TASK GOAL: Edit the listing below so that every "find_boxes" becomes "detect_boxes", and leave everything else unchanged.

DATA SECTION:
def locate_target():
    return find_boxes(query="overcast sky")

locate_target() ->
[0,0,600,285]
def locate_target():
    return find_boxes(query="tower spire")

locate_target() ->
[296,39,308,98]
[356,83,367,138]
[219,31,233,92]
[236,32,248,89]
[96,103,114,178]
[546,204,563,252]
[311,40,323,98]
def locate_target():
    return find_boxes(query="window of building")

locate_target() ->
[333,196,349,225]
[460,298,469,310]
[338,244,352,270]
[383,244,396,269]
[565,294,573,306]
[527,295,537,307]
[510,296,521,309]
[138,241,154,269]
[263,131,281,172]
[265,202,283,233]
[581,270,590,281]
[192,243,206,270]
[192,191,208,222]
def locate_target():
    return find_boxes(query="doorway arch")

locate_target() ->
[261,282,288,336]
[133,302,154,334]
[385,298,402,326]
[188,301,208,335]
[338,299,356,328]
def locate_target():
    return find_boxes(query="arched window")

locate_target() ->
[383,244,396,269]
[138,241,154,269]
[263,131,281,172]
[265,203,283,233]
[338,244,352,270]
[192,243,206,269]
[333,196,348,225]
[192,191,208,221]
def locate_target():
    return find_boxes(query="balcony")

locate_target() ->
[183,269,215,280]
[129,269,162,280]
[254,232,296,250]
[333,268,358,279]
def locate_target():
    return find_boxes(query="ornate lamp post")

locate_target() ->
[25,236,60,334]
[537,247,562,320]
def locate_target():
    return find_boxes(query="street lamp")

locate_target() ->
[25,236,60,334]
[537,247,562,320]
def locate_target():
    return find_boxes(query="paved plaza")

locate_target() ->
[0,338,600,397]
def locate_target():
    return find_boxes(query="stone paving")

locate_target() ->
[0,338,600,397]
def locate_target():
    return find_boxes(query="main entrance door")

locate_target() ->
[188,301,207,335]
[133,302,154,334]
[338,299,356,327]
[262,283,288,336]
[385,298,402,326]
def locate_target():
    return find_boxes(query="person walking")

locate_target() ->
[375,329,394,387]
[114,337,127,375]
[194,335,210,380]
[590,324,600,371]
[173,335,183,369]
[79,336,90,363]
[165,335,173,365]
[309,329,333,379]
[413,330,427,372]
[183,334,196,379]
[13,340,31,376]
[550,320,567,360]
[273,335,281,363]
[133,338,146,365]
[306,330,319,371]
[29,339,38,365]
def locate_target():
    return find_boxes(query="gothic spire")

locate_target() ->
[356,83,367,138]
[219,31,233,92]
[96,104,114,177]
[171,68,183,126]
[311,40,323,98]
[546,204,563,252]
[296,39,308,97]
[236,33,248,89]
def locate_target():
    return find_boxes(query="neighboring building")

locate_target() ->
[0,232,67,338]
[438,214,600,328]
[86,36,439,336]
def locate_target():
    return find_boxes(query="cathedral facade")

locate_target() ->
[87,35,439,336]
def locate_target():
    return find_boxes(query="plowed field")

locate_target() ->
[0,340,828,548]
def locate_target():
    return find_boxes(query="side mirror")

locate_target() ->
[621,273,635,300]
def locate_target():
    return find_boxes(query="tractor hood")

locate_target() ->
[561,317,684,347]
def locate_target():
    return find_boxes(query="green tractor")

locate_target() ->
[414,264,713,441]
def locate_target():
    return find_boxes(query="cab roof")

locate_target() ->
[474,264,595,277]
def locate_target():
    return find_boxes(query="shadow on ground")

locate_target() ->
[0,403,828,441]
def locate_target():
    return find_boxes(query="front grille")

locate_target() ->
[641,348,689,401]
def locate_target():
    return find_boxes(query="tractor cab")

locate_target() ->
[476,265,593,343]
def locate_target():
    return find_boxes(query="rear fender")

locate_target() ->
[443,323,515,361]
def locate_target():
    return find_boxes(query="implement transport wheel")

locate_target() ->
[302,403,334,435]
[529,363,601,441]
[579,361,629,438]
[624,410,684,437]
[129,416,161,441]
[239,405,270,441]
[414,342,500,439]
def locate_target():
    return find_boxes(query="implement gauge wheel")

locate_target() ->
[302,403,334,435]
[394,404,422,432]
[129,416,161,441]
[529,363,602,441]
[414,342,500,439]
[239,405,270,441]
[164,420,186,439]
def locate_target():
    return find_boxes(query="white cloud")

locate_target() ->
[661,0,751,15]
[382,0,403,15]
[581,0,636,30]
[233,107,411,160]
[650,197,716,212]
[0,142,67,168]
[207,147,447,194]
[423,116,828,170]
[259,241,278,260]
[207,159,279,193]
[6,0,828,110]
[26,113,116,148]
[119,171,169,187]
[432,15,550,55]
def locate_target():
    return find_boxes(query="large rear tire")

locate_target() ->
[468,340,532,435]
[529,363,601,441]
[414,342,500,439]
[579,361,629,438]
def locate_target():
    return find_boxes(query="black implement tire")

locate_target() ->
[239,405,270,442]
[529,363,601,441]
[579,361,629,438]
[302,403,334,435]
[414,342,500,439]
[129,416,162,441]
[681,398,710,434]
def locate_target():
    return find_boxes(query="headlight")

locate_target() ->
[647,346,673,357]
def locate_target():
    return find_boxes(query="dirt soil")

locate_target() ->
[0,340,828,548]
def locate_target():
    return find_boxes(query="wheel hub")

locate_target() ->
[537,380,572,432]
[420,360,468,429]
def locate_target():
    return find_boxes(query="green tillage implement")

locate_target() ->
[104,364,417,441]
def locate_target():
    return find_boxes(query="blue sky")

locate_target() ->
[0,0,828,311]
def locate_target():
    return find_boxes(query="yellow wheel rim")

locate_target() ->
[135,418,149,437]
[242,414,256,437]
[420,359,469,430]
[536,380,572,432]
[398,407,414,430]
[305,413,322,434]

SOLUTION TO THIS PROBLEM:
def locate_target():
    return detect_boxes(query="overcast sky")

locate_target() ->
[0,0,600,285]
def locate_target():
    return detect_boxes(query="tower spire")

locate_target() ->
[296,39,308,98]
[356,83,367,138]
[219,31,233,92]
[236,32,248,89]
[96,103,114,178]
[546,204,563,252]
[311,40,323,98]
def locate_target():
    return detect_boxes(query="window of building")

locate_target() ->
[333,196,349,225]
[460,298,469,310]
[338,244,352,270]
[383,244,396,269]
[565,294,573,306]
[527,295,537,307]
[510,296,521,309]
[138,241,154,269]
[263,131,281,172]
[265,202,283,233]
[581,270,590,281]
[192,243,206,270]
[192,191,208,222]
def locate_target():
    return detect_boxes(query="doorway arch")

locate_target() ->
[261,282,288,336]
[133,302,154,334]
[385,298,402,326]
[188,301,208,335]
[338,299,356,328]
def locate_target():
    return detect_boxes(query="arched window")

locate_target() ->
[383,244,396,269]
[138,241,154,269]
[263,131,281,172]
[265,203,283,233]
[338,244,352,270]
[192,243,206,269]
[333,196,348,225]
[192,191,208,221]
def locate_target():
    return detect_boxes(query="balcony")

locate_target() ->
[183,269,215,280]
[129,269,162,280]
[254,232,296,250]
[333,268,358,279]
def locate_target():
    return detect_boxes(query="ornate lamp post")

locate_target() ->
[25,236,60,334]
[537,247,562,320]
def locate_target():
    return detect_boxes(query="street lamp")

locate_target() ->
[25,236,60,334]
[537,247,562,320]
def locate_target():
    return detect_boxes(query="paved plaza")

locate_target() ->
[0,338,600,397]
def locate_target():
    return detect_boxes(query="stone paving")

locate_target() ->
[0,338,600,397]
def locate_target():
    return detect_boxes(query="main entrance door")

locate_target() ->
[188,301,207,335]
[133,302,154,334]
[338,299,356,327]
[262,283,288,336]
[385,298,402,326]
def locate_target():
    return detect_boxes(query="person walking")

locate_target() ->
[375,329,394,387]
[114,337,127,375]
[194,335,210,380]
[590,324,600,371]
[173,335,183,369]
[79,336,90,363]
[165,335,173,365]
[309,329,333,379]
[413,330,427,372]
[183,334,196,379]
[13,340,31,376]
[550,320,567,360]
[273,335,281,363]
[133,338,146,365]
[306,330,319,371]
[29,339,38,365]
def locate_target():
    return detect_boxes(query="gothic spire")

locate_target() ->
[356,83,367,138]
[219,31,233,92]
[96,104,114,177]
[171,68,183,126]
[311,40,323,98]
[546,204,563,252]
[296,39,308,97]
[236,33,248,89]
def locate_target():
    return detect_boxes(query="neighboring building")

locate_target() ->
[0,232,67,338]
[438,214,600,328]
[86,36,439,336]
def locate_target():
    return detect_boxes(query="cathedral facade")

locate_target() ->
[87,35,439,336]
def locate_target():
    return detect_boxes(query="plowed field")

locate_target() ->
[0,340,828,548]
def locate_target():
    return detect_boxes(query="side mirror")

locate_target() ->
[621,273,635,300]
def locate_target():
    return detect_boxes(query="tractor hood")

locate_target() ->
[561,317,684,347]
def locate_target():
    return detect_boxes(query="green tractor")

locate_target() ->
[414,264,713,441]
def locate_target():
    return detect_boxes(query="cab roof")

locate_target() ->
[474,264,595,277]
def locate_target():
    return detect_boxes(query="shadow on ground")

locate_target() ->
[0,403,828,441]
def locate_target():
    return detect_boxes(query="front grille")

locate_target() ->
[641,348,689,401]
def locate_target():
    return detect_boxes(query="tractor cab")

locate_target() ->
[476,265,593,343]
def locate_target():
    return detect_boxes(query="rear fender")

locate_target() ->
[443,323,515,361]
def locate_target():
    return detect_boxes(query="implement transport wheel")

locate_target() ->
[302,403,334,435]
[529,363,601,441]
[579,361,629,438]
[624,410,684,437]
[129,416,161,441]
[239,405,270,441]
[414,342,500,439]
def locate_target():
    return detect_boxes(query="implement gauge wheel")

locate_target() ->
[302,403,334,435]
[394,404,422,432]
[129,416,161,441]
[529,363,602,441]
[414,342,500,439]
[239,405,270,441]
[164,420,186,439]
def locate_target():
    return detect_boxes(query="white cloud")

locate_target() ->
[661,0,751,15]
[382,0,403,15]
[581,0,636,30]
[233,107,411,160]
[650,197,716,212]
[0,142,67,168]
[207,147,447,194]
[423,116,828,170]
[259,241,278,260]
[207,159,279,193]
[6,0,828,110]
[26,113,116,148]
[119,171,169,187]
[432,15,550,55]
def locate_target():
    return detect_boxes(query="large rear tire")

locate_target() ->
[468,340,532,435]
[529,363,601,441]
[414,342,500,439]
[579,361,629,438]
def locate_target():
    return detect_boxes(query="black implement tire")

locate_target() ->
[239,405,270,442]
[529,363,601,441]
[579,361,629,438]
[302,403,334,435]
[414,342,500,439]
[129,416,162,441]
[681,398,710,434]
def locate_target():
    return detect_boxes(query="headlight")

locate_target() ->
[647,346,673,357]
def locate_target():
    return detect_boxes(query="dirt soil")

locate_target() ->
[0,340,828,548]
def locate_target():
    return detect_boxes(query="wheel hub")

locate_target() ->
[537,380,572,432]
[420,360,468,429]
def locate_target():
    return detect_boxes(query="green tillage implement")

locate_target() ->
[104,364,417,441]
def locate_target():
    return detect_boxes(query="blue sky")

locate_target() ->
[0,0,828,311]
def locate_target():
    return detect_boxes(query="yellow wheel rim")

locate_target() ->
[135,418,149,437]
[242,414,256,437]
[420,359,469,430]
[536,380,572,432]
[398,407,414,430]
[305,413,322,434]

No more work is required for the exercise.